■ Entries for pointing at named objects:

============================================================

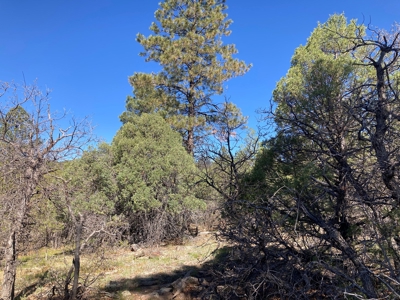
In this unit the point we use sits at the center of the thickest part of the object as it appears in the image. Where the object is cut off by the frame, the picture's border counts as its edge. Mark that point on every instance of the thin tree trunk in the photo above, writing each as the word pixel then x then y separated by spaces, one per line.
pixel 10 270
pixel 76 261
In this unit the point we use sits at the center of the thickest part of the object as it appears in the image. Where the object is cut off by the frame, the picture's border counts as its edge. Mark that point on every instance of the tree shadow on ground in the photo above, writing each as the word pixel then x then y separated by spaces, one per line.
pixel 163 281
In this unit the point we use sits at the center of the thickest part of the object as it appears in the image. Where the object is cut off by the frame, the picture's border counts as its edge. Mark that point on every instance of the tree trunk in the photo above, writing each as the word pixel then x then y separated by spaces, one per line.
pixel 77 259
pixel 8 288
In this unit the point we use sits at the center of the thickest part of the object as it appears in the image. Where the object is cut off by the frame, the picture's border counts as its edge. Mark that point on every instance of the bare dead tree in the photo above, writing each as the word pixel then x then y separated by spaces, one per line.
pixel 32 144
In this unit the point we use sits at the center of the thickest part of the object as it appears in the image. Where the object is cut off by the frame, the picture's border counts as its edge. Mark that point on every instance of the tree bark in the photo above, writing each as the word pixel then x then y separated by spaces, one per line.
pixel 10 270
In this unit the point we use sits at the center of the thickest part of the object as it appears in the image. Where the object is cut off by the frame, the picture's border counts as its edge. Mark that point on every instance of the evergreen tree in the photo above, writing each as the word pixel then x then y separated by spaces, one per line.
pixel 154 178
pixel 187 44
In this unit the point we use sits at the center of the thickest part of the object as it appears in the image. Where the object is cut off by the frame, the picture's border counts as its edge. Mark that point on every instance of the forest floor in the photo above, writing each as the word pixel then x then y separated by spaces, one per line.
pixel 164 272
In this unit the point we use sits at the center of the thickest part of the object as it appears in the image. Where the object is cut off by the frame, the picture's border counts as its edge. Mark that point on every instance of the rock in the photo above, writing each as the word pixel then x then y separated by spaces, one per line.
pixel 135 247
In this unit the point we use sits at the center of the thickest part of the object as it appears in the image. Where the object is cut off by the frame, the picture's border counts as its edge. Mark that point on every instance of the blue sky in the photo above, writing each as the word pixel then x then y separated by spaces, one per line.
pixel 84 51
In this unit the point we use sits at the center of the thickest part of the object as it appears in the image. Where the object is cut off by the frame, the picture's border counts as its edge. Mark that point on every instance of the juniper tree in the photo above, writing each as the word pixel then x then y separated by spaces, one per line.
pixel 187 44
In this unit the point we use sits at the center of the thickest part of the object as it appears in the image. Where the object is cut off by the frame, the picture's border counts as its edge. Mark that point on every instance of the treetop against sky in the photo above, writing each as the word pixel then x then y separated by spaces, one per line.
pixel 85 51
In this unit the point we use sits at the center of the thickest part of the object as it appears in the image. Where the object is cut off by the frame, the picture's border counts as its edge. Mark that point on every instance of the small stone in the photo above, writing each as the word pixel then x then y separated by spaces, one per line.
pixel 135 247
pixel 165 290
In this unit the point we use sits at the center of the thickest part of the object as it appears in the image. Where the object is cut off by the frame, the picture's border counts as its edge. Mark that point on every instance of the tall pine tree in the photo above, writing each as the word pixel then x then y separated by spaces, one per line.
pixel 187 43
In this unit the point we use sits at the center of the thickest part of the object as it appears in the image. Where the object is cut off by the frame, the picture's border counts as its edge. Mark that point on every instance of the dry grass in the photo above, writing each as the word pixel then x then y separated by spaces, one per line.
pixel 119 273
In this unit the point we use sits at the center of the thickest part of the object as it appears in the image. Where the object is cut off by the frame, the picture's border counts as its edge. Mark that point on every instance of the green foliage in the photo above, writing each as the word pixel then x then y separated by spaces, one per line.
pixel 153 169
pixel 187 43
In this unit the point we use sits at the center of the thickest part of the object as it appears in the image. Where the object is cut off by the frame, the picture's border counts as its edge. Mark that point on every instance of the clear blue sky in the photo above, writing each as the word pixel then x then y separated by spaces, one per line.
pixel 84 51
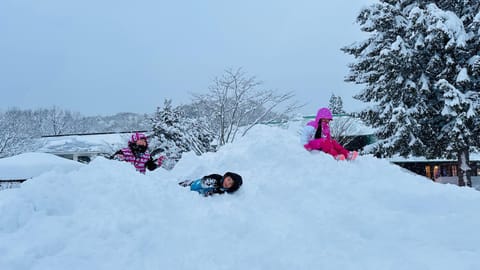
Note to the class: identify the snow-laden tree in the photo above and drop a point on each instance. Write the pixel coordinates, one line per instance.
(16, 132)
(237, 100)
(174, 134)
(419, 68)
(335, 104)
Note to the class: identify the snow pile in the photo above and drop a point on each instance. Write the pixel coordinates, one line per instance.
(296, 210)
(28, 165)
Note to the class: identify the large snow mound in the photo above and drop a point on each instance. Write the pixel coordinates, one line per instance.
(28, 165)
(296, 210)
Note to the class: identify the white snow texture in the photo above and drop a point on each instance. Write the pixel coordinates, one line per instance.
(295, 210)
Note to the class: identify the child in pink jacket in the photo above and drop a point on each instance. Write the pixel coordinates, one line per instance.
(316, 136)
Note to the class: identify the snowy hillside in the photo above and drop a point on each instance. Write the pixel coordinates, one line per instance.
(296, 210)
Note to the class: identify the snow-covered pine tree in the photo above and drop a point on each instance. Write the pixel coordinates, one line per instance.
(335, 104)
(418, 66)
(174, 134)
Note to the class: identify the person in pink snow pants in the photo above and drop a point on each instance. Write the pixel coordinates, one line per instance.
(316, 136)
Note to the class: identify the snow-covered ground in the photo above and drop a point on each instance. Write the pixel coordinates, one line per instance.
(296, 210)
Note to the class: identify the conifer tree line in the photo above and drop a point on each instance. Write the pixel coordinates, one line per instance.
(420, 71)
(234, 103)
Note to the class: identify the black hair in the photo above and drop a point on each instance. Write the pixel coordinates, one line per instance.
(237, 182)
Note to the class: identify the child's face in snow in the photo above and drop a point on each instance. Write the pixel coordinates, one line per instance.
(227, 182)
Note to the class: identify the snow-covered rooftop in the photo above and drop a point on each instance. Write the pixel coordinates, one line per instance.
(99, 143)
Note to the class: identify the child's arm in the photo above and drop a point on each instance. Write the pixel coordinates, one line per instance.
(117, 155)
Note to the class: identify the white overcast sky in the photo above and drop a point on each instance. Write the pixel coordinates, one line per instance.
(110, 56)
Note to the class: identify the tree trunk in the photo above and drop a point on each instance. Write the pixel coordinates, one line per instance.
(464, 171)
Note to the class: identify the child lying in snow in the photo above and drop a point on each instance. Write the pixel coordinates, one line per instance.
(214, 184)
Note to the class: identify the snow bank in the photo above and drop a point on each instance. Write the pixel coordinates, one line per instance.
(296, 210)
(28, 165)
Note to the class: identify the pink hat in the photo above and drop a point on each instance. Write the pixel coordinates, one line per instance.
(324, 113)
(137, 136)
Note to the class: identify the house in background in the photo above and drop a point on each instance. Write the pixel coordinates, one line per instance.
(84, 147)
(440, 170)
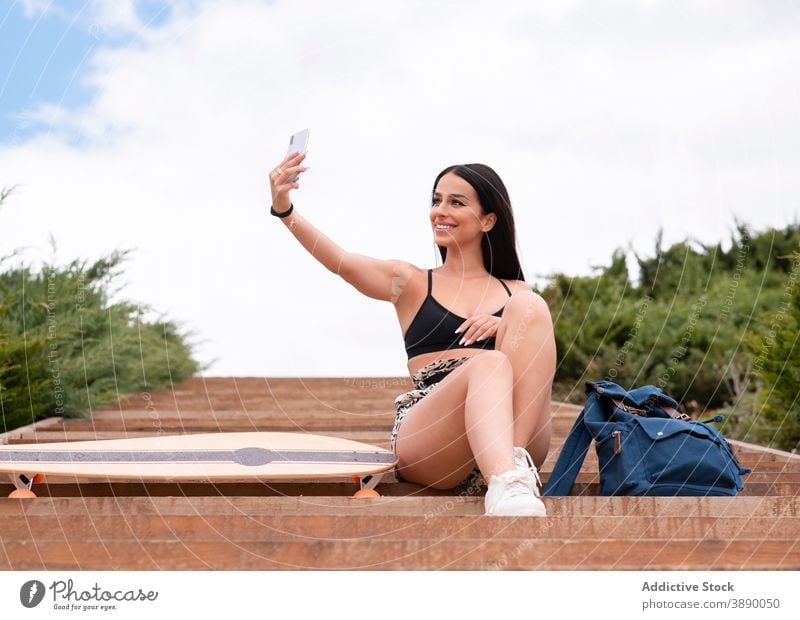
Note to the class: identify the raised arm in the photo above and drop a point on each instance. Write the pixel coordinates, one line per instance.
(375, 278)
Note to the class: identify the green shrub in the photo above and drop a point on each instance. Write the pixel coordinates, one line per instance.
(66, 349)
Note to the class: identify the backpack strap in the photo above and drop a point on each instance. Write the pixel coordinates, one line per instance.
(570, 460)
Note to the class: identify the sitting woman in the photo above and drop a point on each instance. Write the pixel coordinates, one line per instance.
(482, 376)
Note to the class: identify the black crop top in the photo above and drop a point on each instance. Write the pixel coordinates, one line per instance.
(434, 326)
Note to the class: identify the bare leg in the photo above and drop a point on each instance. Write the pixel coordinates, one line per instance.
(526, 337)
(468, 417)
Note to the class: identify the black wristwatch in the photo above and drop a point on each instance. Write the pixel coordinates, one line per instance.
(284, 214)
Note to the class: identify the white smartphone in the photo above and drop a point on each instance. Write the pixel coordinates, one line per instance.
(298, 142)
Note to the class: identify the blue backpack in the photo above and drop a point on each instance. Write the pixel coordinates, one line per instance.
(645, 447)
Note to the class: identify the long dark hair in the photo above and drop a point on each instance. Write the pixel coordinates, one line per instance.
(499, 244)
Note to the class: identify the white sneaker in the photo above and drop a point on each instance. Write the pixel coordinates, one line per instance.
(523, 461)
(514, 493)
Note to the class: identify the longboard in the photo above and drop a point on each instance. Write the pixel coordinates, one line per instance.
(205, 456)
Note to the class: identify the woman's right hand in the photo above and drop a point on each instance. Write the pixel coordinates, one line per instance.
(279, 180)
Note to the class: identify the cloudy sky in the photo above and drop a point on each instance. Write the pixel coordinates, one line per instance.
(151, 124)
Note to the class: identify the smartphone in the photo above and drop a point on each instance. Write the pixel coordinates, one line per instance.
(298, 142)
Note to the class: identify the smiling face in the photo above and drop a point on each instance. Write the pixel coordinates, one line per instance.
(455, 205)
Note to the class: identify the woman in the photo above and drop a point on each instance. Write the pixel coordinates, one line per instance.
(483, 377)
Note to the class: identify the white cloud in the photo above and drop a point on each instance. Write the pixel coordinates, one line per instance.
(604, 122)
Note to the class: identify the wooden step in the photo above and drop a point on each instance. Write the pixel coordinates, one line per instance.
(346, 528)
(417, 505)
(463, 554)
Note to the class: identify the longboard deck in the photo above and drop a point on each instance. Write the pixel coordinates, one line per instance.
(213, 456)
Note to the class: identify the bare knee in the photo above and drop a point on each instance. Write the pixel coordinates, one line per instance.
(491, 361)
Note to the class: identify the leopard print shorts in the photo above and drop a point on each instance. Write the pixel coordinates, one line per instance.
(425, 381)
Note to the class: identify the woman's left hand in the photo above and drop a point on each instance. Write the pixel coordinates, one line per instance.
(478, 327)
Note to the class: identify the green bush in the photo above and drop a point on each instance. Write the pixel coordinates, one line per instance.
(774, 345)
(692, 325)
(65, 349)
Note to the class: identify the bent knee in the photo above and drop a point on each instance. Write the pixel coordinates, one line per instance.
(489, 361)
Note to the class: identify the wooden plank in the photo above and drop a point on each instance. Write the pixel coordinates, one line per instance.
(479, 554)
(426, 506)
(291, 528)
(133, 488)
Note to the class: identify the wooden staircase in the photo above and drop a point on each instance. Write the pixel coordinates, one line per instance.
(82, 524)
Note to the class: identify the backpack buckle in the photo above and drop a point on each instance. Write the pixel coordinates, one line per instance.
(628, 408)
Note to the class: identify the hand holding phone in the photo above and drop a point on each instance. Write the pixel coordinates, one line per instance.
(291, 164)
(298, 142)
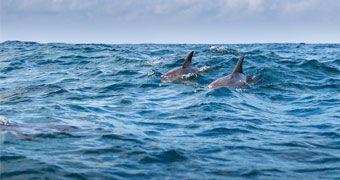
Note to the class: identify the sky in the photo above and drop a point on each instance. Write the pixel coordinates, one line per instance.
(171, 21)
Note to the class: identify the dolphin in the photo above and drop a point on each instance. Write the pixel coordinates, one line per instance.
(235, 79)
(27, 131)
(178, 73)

============================================================

Recast the items above as a two-column CSV with columns named "prompt" and "response", one row per item, starting at the beginning of the items and ending at the line containing "pixel 32 144". Put each field in quotes with line breaks replaced by spaces, and leave the pictures out.

■ THE OUTPUT:
prompt,response
"In this unit the point we use sits at the center of the thickest part of the object as it appears in the image. Where the object is cut off by the frame, the picture's border counts as its edge. Mark that point on every instance of the thin tree trunk in the photo above, writing each as the word pixel then x then y separated by spaces, one per line.","pixel 10 270 pixel 76 261"
"In this unit the point we use sits at the center of the thickest part of the object as it appears in the image. Where the object is cut off by the frame, the picture's border counts as its edge. Mark that point on every instance of the tree shadow on ground in the photo above, writing each as the word pixel then x then y separated by spaces, one per line.","pixel 163 281"
"In this unit the point we use sits at the center of the thickest part of the object as it appears in the image. Where the object is cut off by the frame, the picture's border counts as its edge. Mark that point on every instance of the tree trunk in the photo above, writing each as the word pixel then x then y separated by spaces, one per line.","pixel 77 259 pixel 8 288"
"In this unit the point we use sits at the center of the thickest part of the object as it appears in the image. Where the object is cut off by the frame, the picture's border counts as its edge. Mark that point on every instance of the bare dead tree in the photo above, writing each as the word pixel then x then y separated by spaces, one per line.","pixel 32 144"